=== Records supplied ===
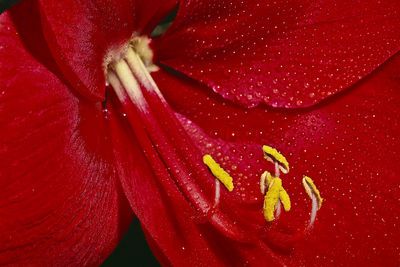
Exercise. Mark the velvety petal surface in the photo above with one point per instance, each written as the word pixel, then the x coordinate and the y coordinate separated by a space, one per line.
pixel 88 35
pixel 282 53
pixel 61 203
pixel 348 144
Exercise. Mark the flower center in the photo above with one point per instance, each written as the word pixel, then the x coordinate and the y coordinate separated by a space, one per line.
pixel 173 156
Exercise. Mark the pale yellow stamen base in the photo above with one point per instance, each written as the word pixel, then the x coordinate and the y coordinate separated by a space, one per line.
pixel 312 190
pixel 218 172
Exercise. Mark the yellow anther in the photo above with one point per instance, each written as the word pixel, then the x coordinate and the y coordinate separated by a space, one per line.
pixel 265 181
pixel 271 199
pixel 218 172
pixel 272 155
pixel 311 190
pixel 284 197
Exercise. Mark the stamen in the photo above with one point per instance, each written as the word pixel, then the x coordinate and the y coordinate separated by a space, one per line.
pixel 217 193
pixel 131 85
pixel 218 172
pixel 271 199
pixel 283 199
pixel 150 132
pixel 272 155
pixel 265 180
pixel 312 190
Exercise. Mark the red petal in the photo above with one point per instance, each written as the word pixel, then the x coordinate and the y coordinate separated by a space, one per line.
pixel 84 36
pixel 349 145
pixel 150 12
pixel 61 202
pixel 283 53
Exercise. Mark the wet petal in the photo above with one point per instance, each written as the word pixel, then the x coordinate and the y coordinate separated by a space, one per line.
pixel 346 144
pixel 282 53
pixel 61 201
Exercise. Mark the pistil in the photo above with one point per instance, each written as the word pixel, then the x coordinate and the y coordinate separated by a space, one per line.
pixel 162 137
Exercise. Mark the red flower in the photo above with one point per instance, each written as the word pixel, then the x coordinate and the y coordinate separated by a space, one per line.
pixel 323 82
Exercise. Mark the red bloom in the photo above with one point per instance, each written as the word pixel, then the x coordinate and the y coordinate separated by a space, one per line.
pixel 322 80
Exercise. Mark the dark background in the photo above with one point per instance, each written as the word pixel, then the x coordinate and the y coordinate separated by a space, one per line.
pixel 133 249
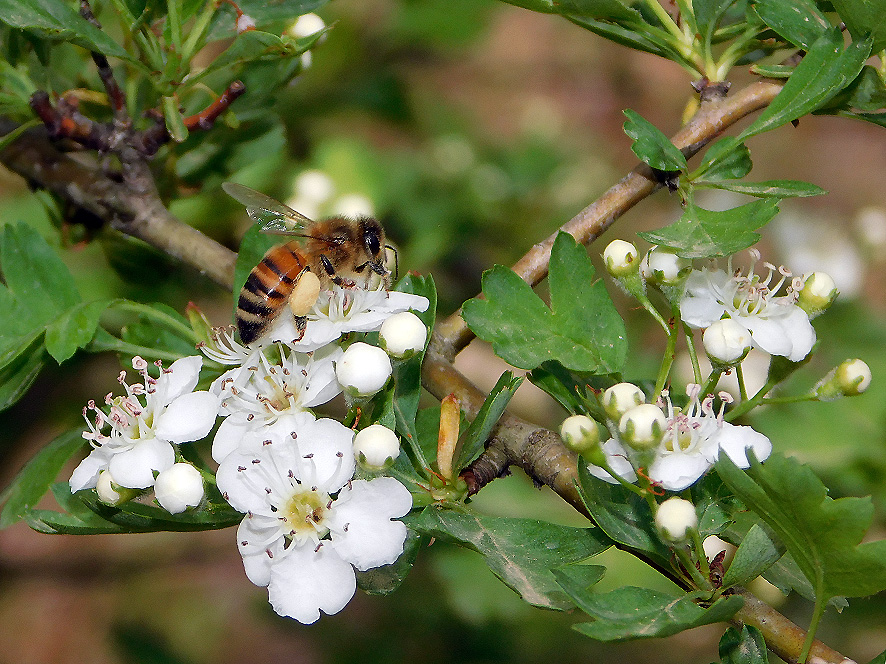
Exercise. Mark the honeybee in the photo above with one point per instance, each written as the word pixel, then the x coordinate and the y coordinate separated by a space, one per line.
pixel 340 251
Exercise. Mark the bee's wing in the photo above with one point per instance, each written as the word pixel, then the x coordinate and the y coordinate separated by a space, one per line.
pixel 271 215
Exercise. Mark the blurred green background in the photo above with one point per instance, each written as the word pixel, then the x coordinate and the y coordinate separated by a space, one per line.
pixel 473 129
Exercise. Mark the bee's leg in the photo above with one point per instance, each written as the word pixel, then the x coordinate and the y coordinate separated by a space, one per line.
pixel 330 270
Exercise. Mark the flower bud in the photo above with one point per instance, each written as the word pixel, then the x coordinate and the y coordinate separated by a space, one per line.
pixel 663 266
pixel 403 335
pixel 727 342
pixel 620 398
pixel 110 493
pixel 376 447
pixel 643 426
pixel 363 370
pixel 818 293
pixel 675 518
pixel 179 488
pixel 620 258
pixel 580 434
pixel 305 26
pixel 850 379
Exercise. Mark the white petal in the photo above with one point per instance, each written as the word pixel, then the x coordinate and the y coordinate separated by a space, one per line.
pixel 85 475
pixel 735 440
pixel 676 471
pixel 189 417
pixel 363 533
pixel 305 582
pixel 135 468
pixel 180 378
pixel 618 461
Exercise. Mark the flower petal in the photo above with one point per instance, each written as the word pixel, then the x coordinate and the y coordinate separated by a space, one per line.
pixel 135 467
pixel 305 581
pixel 189 417
pixel 363 533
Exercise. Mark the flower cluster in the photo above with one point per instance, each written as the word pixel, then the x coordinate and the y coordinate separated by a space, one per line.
pixel 309 524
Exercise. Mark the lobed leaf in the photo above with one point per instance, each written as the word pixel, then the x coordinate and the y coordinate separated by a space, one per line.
pixel 582 330
pixel 520 552
pixel 701 233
===
▶ [Your task]
Copy the records exactly, minus any pictures.

▶ [Expected answer]
Exercise. Mark the velvety petal surface in the photo above with one point per instance, each written as the word pixel, then the x coordinate and the y coordinate separated by a space, one per line.
pixel 88 35
pixel 282 53
pixel 61 203
pixel 348 144
Exercise. Mark the flower center in the photo above with one point per instance, each written as the word pixel, then the x coordinate and the y coordinate separated by a space, one per line.
pixel 173 156
Exercise. Mark the pale yellow stamen base in the photo above with one point per instance, each written as the word pixel, then the x coordinate and the y coordinate separated by a space, one per line.
pixel 312 190
pixel 218 172
Exercise. Mark the yellow anther in the photo above with one point per instance, each written as the word pixel, then the x coordinate and the y coordinate separated by a space, one per line.
pixel 265 181
pixel 271 199
pixel 218 172
pixel 272 155
pixel 311 190
pixel 284 197
Exercise. Mark the stamen in the photo above with one point per instance, each written as the word pixel, then the x coordinate and the y coordinate separated by a space, one per line.
pixel 217 193
pixel 131 85
pixel 218 172
pixel 271 199
pixel 283 199
pixel 150 132
pixel 272 155
pixel 265 180
pixel 312 190
Exercise. Mark the red petal in the photo above with one point per instance, each written as the word pixel, then the x coordinate and the y coordinate separated by a space, one per line.
pixel 84 36
pixel 349 145
pixel 150 12
pixel 61 202
pixel 283 53
Exercise. Mark the wet petal in the photo above with one point per instance, each written as the word pixel, then the x coordinate and the y coordinate separated by a space, one per line.
pixel 346 144
pixel 282 53
pixel 61 201
Exercise. Mark the pistil in the photo above with one point per instance, each written as the word pixel, then the x coordinate and the y coordinate separated by a space, one per line.
pixel 162 137
Exercise. Mark the red flower in the photo above with one point per instance, each written as the word pixel, then the x coordinate and the y coordinate separated by a space, one per line.
pixel 323 82
Exercise. Mark the red bloom in the photo above with one point per instance, each written as the word pixel, then the x coordinate and the y coordinate separated by a space, one per line.
pixel 322 80
Exercise. Mark the dark background in the photo above with one point per instance, each written as the word pixel, then the x coordinate and the y coordinate separated by a space, one per line.
pixel 133 249
Exercise. Mark the honeybee in the photo above with one point per instance, each written as the word pixel, then the x coordinate and the y coordinate separated by a space, one per line.
pixel 340 251
Exercise. Mark the bee's wing in the photo above with one point per instance, each written as the word pixel, then the x coordinate and the y coordinate separated by a space, one per line.
pixel 271 215
Exercise. Mark the blurred green background in the photo above with one point per instance, each written as the word pixel, then the x coordinate and the y coordinate separated by a space, one per line.
pixel 473 129
Exercise. Mark the bee's leg in the photo above with one point per instance, each written as the word pixel, then the x coordinate and the y coordinate separated by a space, one per line.
pixel 330 270
Exercise. Mark the flower bud in the photo above with one point per instance, each written as the word pixel, then the x coordinate and the y coordinate separated by a space, one per line.
pixel 663 266
pixel 403 335
pixel 727 342
pixel 620 398
pixel 110 493
pixel 376 447
pixel 643 426
pixel 363 370
pixel 818 293
pixel 675 518
pixel 179 488
pixel 620 258
pixel 580 434
pixel 305 26
pixel 850 379
Exercise. Mark the white petal in the photo above with one point per instance, each written as the word pixel, then the x coordinate and the y coordinate separated by a space, one per line.
pixel 85 475
pixel 735 440
pixel 676 471
pixel 189 417
pixel 363 533
pixel 305 582
pixel 135 468
pixel 180 378
pixel 618 461
Exercise. Mark the flower petal in the photo above with one point per instance, each written as the word pixel, then the x coordinate and the y coordinate separated by a space, one per line.
pixel 135 467
pixel 305 581
pixel 189 417
pixel 363 533
Exercise. Mark the flower cluster in the photo above with one point per instance, each written as the word pixel, then the x coordinate and the y coordinate separated by a space, one per line.
pixel 309 524
Exercise. Mark the lobed leaf in the photo above with one point per instance, each written as the word pixel, then the x coordinate and the y coordinate separated by a space, one per line.
pixel 582 330
pixel 520 552
pixel 701 233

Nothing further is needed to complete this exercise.